> _Provided text_
Her newfound passion for dressing as a princess to entertain children came when a friend asked a favour of her, to help out at a village fair.

Welsh received several messages from parents asking if she would host a princess party for their child, and over the following months, ended up earning more than she did as a nurse.

Upon quitting her nursing job, Welsh said she needed to find something that brought her "more light than darkness"
Welsh now has six franchise locations across the south of the UK, delivering over 50 parties a month to hundreds of children

Welsh fell in love with her side job and realised it was finally time to leave nursing to pursue her passion.

She launched her business, Snow Princess Parties, in early 2016, and hasn’t looked back since.

Because of the high demand for her services, Welsh soon needed to hire a team. She now has six franchise locations across the south of the UK, delivering over 50 parties a month to hundreds of children.




Being her own boss meant she had the power to chase and improve systems, policies and procedures in a way she never could as a nurse, she said.

“My income is directly proportional with the time and energy I put in and I do feel financially rewarded by my work, rather than just having to give so much time and energy with little financial incentive as so many nurses do,” she said.

“Whilst hosting a children’s party requires a level of responsibility, I’m grateful not to have someone’s life in my hands day in, day out.

She would likely miss nursing, she said, if she didn’t have all of the heart-warming interaction from being a children’s entertainer.




“The reaction from the children sometimes makes me forget that I’m not actually a magical princess who lives in a castle!” Welsh said.

> _How to complete this task_
Quote the passage on Welsh's princess party business word for word, beginning with the words "Welsh now has" and stopping after "pursue her passion.".

> _Data for review_
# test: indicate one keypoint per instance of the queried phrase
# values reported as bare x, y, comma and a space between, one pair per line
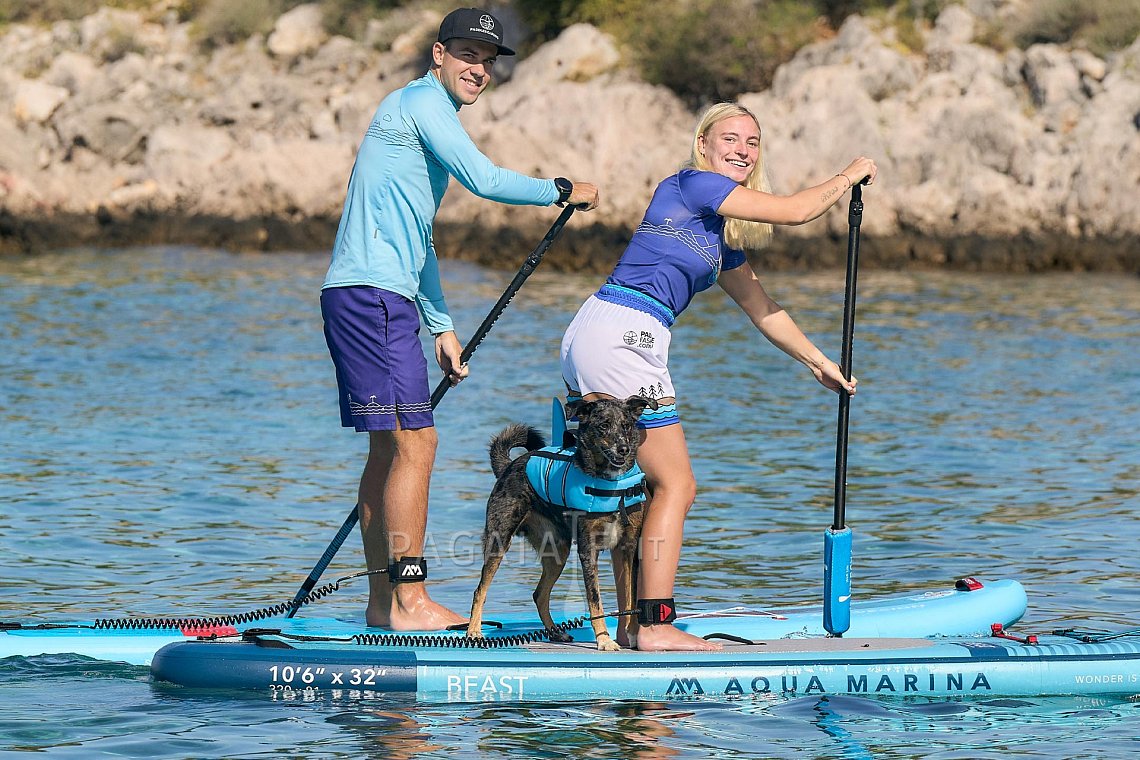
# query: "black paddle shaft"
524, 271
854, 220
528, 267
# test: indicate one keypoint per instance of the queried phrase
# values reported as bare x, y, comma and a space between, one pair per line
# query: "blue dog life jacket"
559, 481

--

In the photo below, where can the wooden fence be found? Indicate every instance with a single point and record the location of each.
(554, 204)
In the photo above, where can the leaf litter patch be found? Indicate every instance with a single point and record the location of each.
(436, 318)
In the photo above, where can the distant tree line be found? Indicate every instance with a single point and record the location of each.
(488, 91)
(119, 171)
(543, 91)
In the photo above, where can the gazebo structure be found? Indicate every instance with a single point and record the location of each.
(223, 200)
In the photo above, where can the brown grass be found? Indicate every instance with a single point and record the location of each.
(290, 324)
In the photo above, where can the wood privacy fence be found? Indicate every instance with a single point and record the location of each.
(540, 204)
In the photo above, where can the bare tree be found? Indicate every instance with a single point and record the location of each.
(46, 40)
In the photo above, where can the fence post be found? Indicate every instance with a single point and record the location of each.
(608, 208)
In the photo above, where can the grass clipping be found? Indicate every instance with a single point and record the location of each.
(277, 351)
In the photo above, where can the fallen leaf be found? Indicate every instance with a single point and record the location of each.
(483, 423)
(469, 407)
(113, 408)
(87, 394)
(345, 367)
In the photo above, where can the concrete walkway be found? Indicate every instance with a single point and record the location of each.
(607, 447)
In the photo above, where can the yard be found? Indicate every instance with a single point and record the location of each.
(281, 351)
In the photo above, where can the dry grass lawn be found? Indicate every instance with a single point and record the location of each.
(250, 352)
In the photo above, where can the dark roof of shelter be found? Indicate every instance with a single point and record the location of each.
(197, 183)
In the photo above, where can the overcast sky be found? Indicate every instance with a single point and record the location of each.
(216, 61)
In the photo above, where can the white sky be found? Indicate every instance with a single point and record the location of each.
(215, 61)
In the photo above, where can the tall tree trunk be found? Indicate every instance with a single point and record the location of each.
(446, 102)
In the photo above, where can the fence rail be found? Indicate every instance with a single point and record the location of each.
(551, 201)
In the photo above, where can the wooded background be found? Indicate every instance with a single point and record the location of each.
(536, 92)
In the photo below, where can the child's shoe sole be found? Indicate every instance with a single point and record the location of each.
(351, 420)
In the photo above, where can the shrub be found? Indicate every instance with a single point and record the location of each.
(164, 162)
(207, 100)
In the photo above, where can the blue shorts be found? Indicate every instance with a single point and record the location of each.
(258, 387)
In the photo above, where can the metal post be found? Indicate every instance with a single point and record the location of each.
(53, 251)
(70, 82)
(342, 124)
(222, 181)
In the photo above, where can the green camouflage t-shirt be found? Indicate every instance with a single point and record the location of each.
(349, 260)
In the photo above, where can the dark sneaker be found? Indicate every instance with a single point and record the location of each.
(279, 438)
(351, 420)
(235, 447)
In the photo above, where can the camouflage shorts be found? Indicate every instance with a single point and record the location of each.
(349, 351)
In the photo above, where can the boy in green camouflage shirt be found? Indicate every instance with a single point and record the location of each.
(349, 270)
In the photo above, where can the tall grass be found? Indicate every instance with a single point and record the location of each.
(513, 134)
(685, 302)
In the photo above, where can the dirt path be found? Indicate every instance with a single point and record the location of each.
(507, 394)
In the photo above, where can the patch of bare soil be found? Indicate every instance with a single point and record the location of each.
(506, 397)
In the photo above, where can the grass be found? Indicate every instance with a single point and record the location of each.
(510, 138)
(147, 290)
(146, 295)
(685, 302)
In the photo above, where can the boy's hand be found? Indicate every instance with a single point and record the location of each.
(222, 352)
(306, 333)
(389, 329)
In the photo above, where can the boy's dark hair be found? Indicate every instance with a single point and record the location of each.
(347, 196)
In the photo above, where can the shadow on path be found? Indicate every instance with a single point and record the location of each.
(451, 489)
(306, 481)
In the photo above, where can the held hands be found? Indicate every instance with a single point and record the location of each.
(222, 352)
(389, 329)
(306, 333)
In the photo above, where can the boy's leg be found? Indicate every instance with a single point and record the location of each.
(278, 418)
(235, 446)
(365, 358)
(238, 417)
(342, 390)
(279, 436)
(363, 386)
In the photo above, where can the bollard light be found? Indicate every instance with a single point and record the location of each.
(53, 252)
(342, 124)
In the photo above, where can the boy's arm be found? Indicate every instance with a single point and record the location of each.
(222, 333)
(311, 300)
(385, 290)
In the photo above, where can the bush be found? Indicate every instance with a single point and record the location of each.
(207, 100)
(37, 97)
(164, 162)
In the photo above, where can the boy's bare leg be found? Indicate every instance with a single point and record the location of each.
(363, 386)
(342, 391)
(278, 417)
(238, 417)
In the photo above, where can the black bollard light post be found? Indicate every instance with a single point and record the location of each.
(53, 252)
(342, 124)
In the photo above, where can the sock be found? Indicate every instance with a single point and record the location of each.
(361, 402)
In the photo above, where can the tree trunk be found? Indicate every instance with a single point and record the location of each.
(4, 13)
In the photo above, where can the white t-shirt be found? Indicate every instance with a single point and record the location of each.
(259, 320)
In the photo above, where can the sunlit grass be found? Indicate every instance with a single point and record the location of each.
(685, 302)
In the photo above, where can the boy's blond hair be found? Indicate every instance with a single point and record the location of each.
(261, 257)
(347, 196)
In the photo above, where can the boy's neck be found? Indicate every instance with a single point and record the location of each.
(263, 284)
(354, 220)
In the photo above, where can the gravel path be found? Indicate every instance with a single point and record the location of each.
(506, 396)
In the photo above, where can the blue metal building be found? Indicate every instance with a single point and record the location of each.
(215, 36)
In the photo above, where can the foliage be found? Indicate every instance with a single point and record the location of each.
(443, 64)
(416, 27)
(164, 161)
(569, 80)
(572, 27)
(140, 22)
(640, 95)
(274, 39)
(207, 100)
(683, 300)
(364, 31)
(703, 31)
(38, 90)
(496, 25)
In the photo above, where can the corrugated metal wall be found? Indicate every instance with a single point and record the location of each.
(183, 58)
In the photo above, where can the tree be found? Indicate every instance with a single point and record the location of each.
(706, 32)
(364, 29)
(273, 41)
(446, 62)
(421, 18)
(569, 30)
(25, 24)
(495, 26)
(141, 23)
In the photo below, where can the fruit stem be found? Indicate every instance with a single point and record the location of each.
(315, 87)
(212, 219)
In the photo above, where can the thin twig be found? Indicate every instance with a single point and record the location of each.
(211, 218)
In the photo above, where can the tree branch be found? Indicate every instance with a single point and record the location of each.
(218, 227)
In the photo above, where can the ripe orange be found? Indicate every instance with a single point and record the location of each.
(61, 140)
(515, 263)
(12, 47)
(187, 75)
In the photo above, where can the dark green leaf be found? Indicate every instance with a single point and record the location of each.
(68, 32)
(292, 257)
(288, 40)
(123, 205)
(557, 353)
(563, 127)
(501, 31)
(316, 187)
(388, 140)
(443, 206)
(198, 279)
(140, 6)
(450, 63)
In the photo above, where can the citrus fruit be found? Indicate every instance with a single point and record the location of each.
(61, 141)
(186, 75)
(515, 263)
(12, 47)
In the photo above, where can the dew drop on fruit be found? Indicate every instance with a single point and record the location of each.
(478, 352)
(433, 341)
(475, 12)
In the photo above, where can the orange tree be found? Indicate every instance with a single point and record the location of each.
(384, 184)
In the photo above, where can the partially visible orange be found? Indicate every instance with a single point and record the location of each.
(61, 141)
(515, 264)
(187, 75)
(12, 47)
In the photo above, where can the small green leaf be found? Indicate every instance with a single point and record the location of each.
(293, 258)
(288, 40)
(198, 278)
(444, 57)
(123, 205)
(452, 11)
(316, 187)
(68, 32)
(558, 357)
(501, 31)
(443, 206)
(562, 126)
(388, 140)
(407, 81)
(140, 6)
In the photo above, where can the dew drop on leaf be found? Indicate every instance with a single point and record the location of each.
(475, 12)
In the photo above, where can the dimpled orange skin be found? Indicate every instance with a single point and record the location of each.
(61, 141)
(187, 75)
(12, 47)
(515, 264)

...

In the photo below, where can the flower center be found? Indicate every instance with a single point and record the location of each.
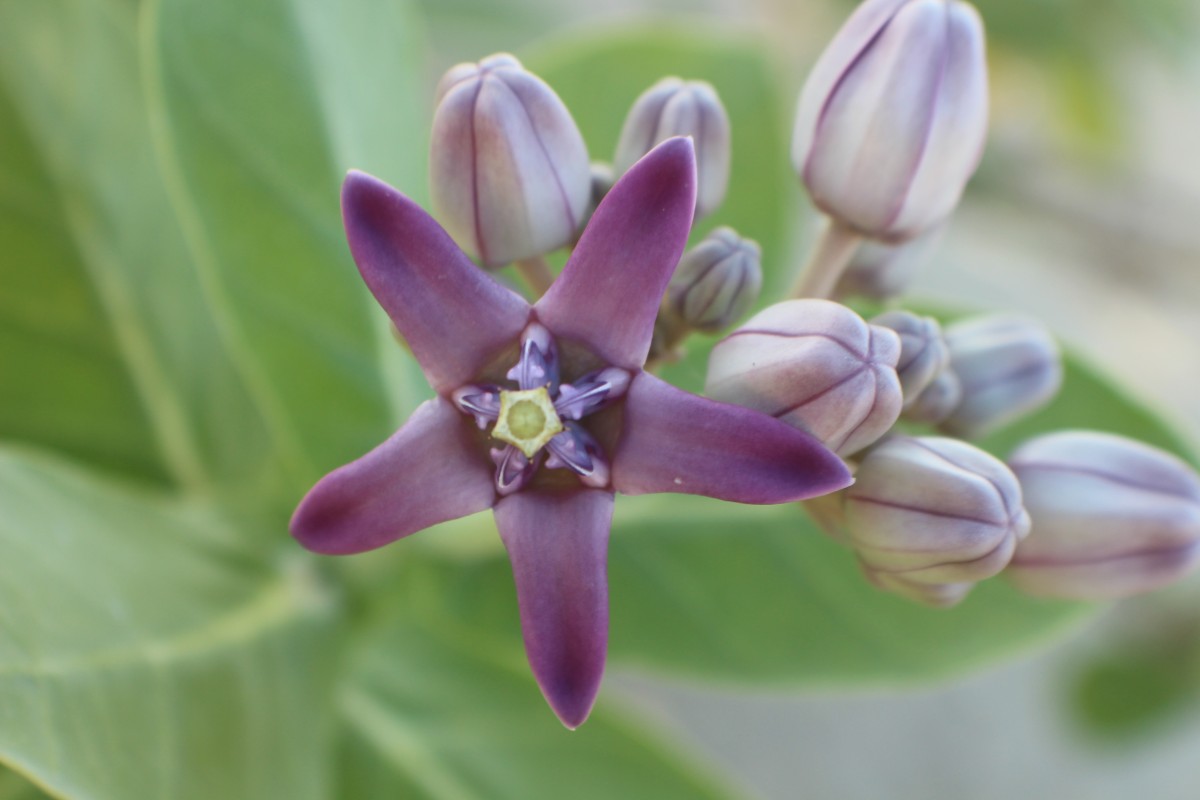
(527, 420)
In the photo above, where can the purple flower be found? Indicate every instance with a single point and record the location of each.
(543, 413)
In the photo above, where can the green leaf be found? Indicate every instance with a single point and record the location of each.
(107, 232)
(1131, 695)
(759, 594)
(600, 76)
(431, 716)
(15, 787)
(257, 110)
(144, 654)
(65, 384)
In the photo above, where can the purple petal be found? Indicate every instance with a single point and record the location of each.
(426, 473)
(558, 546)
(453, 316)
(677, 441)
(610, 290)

> _Reply to the exercise_
Welsh now has six franchise locations across the south of the UK, delivering over 50 parties a month to hundreds of children

Welsh fell in love with her side job and realised it was finally time to leave nursing to pursue her passion.